**Exercises:**
A. What is the name of the student paper mentioned in the post about the University of Rhode Island?
B. Please write what comes next in the post about the University of Rhode Island, picking up after its final sentence.

━━━ Source excerpt

Learning Well the Ways of the World at URI

Back when I was a student at the University of Rhode Island, campus activists misinterpreted (deliberately, I’d say) a cartoon published in the student paper, The Good 5¢ Cigar, with racial undertones and secured funding for additional positions and student groups for minorities. At least the hook, in that case, came from an official publication, if erroneously accused. Now, another minority interest group is pushing for the same rewards based on less specific, and less institutional, offenses:

University of Rhode Island officials have responded to a student sit-in at the library by acknowledging that gay and lesbian students have endured discrimination. …
Brian Stack, president of the Gay Straight Alliance and a volunteer at the center, said the group has been trying to get the administration’s attention since January. “We have had students throwing used condoms into students’ rooms, drawing offensive images on people’s doors and an epidemic of people yelling ‘faggots’ as they drive by the GLBT Center,” Stack said. …
The group wants better facilities, a bigger budget for programs and better pay for staff members, a handbook of policies for reporting bias and hate crimes, sensitivity training for resident assistants, and regular meetings with Dooley. …
He said a Bias Response Team was created for students to report harassment, funding was added for diversity programs, and the GLBT center was added to freshman orientation. And he noted that Ron Suskind’s book “A Hope in the Unseen,” about overcoming discrimination, was chosen as the book every freshman must read.

━━━━━━
━━━ Record excerpts

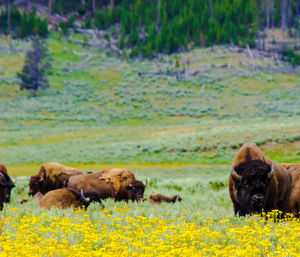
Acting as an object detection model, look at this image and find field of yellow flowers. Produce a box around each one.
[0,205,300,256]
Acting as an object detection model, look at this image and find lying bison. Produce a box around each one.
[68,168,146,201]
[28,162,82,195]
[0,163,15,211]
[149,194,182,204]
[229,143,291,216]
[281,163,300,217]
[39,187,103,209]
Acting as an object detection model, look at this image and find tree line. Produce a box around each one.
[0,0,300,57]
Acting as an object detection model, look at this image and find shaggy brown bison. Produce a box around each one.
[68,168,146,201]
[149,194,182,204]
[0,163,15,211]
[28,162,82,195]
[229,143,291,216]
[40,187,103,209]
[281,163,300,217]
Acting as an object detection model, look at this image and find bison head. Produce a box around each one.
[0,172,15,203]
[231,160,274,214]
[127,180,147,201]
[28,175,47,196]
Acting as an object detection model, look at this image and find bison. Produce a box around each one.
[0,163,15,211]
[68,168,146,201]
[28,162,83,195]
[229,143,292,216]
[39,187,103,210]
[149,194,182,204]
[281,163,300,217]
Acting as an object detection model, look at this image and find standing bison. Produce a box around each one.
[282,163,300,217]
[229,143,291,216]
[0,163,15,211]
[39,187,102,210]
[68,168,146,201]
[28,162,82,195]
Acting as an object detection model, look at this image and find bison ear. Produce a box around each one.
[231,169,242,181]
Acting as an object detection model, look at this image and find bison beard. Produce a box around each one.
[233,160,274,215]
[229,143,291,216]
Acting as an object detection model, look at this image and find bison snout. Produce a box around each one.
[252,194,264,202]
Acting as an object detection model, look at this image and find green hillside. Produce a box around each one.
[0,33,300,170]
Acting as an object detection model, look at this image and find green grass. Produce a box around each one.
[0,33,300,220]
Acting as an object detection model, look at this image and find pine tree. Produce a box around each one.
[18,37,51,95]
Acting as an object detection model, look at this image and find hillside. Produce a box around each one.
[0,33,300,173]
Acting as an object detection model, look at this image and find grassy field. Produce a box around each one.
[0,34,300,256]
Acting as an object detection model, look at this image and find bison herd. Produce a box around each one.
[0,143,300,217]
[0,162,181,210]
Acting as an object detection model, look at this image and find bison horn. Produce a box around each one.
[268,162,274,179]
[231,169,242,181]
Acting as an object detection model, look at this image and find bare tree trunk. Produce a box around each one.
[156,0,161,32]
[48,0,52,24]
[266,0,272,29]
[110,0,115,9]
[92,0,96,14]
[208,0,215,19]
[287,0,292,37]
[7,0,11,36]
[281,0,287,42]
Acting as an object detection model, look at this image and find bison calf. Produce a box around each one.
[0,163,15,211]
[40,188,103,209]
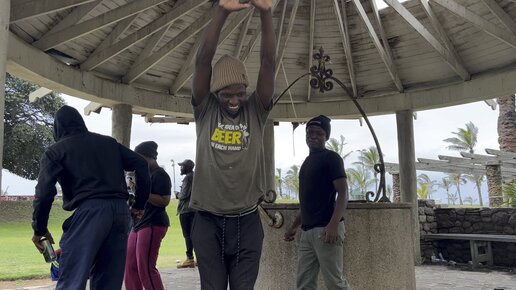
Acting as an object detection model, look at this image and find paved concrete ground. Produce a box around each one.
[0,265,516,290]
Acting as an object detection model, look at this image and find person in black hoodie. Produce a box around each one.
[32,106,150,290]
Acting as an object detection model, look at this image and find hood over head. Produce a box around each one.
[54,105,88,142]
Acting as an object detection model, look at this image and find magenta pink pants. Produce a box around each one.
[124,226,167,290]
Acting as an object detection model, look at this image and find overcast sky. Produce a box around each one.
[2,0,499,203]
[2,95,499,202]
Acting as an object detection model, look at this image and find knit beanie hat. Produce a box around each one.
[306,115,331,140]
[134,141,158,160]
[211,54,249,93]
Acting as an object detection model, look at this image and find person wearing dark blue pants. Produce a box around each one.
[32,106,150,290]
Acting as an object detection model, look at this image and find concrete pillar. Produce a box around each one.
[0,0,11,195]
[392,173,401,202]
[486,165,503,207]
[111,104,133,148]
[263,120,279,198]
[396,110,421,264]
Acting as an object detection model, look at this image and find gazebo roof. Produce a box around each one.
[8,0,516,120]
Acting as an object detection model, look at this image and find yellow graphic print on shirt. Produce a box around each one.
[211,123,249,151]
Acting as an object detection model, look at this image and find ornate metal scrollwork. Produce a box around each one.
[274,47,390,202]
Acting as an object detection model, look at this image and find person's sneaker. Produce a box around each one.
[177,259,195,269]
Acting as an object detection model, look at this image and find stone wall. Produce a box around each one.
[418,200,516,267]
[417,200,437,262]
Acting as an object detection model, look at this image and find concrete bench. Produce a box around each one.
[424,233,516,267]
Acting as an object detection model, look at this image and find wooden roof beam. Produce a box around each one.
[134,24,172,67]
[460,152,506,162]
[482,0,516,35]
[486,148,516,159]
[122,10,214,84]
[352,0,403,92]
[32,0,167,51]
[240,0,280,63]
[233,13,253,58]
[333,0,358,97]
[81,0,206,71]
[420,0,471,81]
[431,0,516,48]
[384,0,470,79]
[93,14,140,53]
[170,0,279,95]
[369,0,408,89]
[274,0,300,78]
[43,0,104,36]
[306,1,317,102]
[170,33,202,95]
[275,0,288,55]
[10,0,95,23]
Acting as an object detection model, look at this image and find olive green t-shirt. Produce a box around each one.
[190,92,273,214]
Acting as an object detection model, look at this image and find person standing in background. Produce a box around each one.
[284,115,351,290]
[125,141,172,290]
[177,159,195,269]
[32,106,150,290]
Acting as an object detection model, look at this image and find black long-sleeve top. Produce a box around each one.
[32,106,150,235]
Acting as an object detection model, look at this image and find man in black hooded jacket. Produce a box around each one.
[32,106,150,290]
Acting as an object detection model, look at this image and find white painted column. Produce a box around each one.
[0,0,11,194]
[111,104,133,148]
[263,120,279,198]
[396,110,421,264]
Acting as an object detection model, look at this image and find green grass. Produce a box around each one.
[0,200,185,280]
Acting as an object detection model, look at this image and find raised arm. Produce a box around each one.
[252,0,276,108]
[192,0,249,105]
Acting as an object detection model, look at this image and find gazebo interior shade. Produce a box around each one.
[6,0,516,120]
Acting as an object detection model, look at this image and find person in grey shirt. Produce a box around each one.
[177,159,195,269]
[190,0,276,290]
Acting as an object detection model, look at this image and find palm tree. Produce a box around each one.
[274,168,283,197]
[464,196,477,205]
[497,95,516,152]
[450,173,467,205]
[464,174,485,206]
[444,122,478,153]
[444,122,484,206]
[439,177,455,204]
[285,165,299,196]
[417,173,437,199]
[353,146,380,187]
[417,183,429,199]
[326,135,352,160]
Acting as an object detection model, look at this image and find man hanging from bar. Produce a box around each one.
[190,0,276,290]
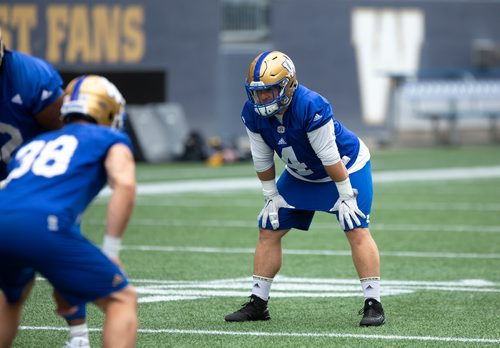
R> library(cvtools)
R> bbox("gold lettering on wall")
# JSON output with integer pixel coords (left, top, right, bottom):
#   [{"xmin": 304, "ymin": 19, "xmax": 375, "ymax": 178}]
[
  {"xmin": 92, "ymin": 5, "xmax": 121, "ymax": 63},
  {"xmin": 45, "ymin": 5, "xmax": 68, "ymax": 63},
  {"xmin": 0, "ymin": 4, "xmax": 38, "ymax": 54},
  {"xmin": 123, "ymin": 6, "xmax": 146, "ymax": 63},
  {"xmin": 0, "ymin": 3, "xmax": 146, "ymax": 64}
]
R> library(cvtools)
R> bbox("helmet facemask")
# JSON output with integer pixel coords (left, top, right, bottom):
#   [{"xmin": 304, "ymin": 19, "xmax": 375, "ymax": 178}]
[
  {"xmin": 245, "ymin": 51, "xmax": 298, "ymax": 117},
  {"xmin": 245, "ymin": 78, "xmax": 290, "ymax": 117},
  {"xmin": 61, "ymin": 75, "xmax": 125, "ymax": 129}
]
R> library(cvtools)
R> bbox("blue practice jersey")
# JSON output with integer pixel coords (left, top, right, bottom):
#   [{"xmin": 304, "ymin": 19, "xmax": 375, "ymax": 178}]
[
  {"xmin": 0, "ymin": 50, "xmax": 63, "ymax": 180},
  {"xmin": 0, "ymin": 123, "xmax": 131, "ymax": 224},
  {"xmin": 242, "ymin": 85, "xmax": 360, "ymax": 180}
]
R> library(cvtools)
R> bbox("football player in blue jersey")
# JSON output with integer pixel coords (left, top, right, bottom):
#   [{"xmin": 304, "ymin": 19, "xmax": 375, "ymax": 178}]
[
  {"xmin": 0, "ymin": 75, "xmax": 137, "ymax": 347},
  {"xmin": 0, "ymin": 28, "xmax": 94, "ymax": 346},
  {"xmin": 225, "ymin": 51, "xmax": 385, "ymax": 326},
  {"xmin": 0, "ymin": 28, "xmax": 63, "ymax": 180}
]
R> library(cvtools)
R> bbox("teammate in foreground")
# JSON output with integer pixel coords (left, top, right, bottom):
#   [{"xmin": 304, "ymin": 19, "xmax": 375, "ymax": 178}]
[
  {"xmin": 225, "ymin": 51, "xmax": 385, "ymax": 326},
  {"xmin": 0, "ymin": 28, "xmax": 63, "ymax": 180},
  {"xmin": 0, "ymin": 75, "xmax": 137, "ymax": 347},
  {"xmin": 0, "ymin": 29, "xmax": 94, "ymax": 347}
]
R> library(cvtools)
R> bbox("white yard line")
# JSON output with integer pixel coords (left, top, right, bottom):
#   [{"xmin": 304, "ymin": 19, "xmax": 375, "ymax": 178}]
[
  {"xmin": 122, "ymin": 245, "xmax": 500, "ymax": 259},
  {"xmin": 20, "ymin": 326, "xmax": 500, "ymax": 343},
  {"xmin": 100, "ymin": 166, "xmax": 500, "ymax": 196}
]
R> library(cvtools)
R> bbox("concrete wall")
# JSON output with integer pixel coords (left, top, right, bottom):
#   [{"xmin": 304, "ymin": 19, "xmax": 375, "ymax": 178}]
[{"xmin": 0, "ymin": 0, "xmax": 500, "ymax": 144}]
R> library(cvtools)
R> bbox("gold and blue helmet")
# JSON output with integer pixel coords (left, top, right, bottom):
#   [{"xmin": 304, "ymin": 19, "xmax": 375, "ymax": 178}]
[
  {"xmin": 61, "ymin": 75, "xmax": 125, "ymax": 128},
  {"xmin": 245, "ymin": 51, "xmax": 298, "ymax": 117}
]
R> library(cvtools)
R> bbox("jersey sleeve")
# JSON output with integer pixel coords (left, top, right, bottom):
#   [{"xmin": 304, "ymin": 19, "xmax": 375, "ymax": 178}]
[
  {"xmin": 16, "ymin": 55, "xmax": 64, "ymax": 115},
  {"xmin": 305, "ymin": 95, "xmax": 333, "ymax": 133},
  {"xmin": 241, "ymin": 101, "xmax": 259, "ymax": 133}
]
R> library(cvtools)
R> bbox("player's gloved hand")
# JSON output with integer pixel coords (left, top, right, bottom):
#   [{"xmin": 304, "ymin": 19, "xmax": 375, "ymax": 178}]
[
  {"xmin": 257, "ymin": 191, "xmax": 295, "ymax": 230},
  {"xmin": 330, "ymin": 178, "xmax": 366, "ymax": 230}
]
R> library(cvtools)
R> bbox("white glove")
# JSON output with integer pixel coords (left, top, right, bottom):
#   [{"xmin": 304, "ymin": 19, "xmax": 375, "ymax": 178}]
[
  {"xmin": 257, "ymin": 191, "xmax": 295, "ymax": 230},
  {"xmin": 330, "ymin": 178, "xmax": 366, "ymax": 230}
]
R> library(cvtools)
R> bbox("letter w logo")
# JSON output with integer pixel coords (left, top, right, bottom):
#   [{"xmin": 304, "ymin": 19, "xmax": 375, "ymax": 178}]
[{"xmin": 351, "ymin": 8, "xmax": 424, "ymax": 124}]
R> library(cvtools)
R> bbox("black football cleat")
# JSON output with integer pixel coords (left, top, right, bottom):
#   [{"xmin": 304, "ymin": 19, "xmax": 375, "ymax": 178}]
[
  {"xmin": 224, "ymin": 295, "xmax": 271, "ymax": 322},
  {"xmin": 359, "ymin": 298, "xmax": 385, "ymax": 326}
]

━━━━━━

**Answers in order:**
A. The Good 5¢ Cigar.

B.
The lesson, learned through numerous previous incidents, is that protesting a sympathetic organization based on sometimes unverifiable incidents can be very rewarding. Granted, according to the Cigar, a student has been arrested for “writing anti-gay comments on several residence hall doors,” although no details about the targeted locations of the slurs (if any), the actual content thereof, or the perpetrator’s explanation are provided.
The oddity is that I keep hearing, during discussions about same-sex marriage, how tolerant younger generations are. Why should expanded programs to combat a growing wave of intolerance be necessary?
My suspicion is that they are not, but that once an organization (or society) makes it clear that it will take a particular interest in protecting certain identity groups, including recourse to indoctrination on their behalf, it will find increasing petitions to be counted among those groups and to expand and deepen the methods of shaping others’ views. Moreover, having infantilized protected victim groups with the promise that the world will be made to feel safe, for them, authorities have established a very narrow range of acceptable responses that they can make.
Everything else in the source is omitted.